Thasian Octopus with Potatoes and Red Wine
As a boy, I'd often follow my father into the forests of Wisconsin in the summer, when he'd build blinds and tree stands and do reconnaissance in preparation for deer-hunting season. He'd often test me by pointing across a field at (what appeared to me to be) an unbroken wall of green foliage. "Where's the deer?" he'd ask me. I always failed to see the animals he found by hardly looking, and he'd have to guide my eyes to the exact spot before a tan profile and rack of antlers would come into focus. No wonder I never shot a deer.
My eyes haven't sharpened with age. In fact, I experience a similar blindness when out hunting octopus with Tasos of Thasos. "Where's the octopus?" he'll ask, pointing his speargun in the general direction of some submerged boulders I've just swum past. I know in theory how to find an octopus, sure. I know they'll be tucked into a small crevice or hole and will have made themselves almost invisible by altering the color and pattern of their bodies to match the background. I even know how to spot their gardens (built from the inedible garbage of previous meals). Still, Tasos locates and harpoons three for each one I find. He grew up here and sees into the landscape with a clarity I'll never achieve.
We took six octopuses during an hour of very cold diving one December morning last year, and Tasos taught me this recipe for preparing them. You need:
1 octopus (about 1 kilo)

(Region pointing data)
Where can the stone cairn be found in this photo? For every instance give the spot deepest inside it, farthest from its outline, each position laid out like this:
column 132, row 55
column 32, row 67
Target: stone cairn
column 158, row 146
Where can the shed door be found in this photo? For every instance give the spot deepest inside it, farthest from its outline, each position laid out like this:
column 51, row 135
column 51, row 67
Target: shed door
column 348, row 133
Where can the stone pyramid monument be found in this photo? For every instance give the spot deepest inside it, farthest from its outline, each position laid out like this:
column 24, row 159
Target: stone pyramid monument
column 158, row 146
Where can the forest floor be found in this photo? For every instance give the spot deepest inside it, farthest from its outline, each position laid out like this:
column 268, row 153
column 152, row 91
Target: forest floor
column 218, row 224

WHAT NEEDS TO BE DONE:
Rewrite the part of the octopus-hunting passage that opens with the words containing "My eyes haven't" and closes with "(about 1 kilo)", substituting "spear" for "speargun".

SOLUTION FOR THIS EXERCISE:
My eyes haven't sharpened with age. In fact, I experience a similar blindness when out hunting octopus with Tasos of Thasos. "Where's the octopus?" he'll ask, pointing his spear in the general direction of some submerged boulders I've just swum past. I know in theory how to find an octopus, sure. I know they'll be tucked into a small crevice or hole and will have made themselves almost invisible by altering the color and pattern of their bodies to match the background. I even know how to spot their gardens (built from the inedible garbage of previous meals). Still, Tasos locates and harpoons three for each one I find. He grew up here and sees into the landscape with a clarity I'll never achieve.
We took six octopuses during an hour of very cold diving one December morning last year, and Tasos taught me this recipe for preparing them. You need:
1 octopus (about 1 kilo)